* begin EXCERPTED PASSAGE *

Vermeer
in Bosnia: Cultural Comedies and Political Tragedies , by Lawrence Weschler.
Pantheon Books, 432 pages, $25.95.
After a fair amount of discussion with folk on neighboring
treadmills, the word I’ve finally settled upon is “excellentric.” It adds a
dash of excellence to the high art of being eclectic, while connoting the
expertise that sometimes goes hand-in-hand with being eccentric. Yes, my fellow
treadmillers and I agree, the word for Lawrence Weschler’s new collection of
essays and profiles, Vermeer in Bosnia:
Cultural Comedies and Political Tragedies , is “excellentric.”
Take, for example, the title piece. The subject matter may sound
like it comes out of right field-how a distinguished Italian judge presiding at
the Yugoslav war crimes tribunal at the Hague, daily exposed to the most
stunning tales of man’s inhumanity, manages to keep his sanity by making
frequent forays to the Mauritshuis Museum “so as to spend a little time with
the Vermeers.”

* end EXCERPTED PASSAGE *
* begin SUPPLIED MATERIAL *

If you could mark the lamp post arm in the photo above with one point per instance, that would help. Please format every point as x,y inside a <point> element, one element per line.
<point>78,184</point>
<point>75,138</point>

* end SUPPLIED MATERIAL *

PROBLEMS TO WORK ON
1/ According to the book review, what body does the Italian judge preside at in the Hague?
2/ Write the next part of the book review, picking up right after its final sentence.
The data was taken from a separate source, unrelated to the book review.

RESULTS OF THE TASKS
1/ The Yugoslav war crimes tribunal.

2/
The sensibility brought to bear on this subject is electrically
precise. Why Vermeer? Because, as Mr. Weschler reports, his paintings radiate
“a sufficiency, a perfectly equipoised grace.” As the essay ripples forth, it
turns out that Vermeer lived in an era aboil with religious persecution,
torture, mass rape-indeed, an era when ” all
Europe was Bosnia ” (the author’s italics); it was the painter’s genius to
invent within this chaos a space for himself so intimate and safe that it could
also serve as haven to a beleaguered modern jurist three centuries hence: “a
zone filled with peace.”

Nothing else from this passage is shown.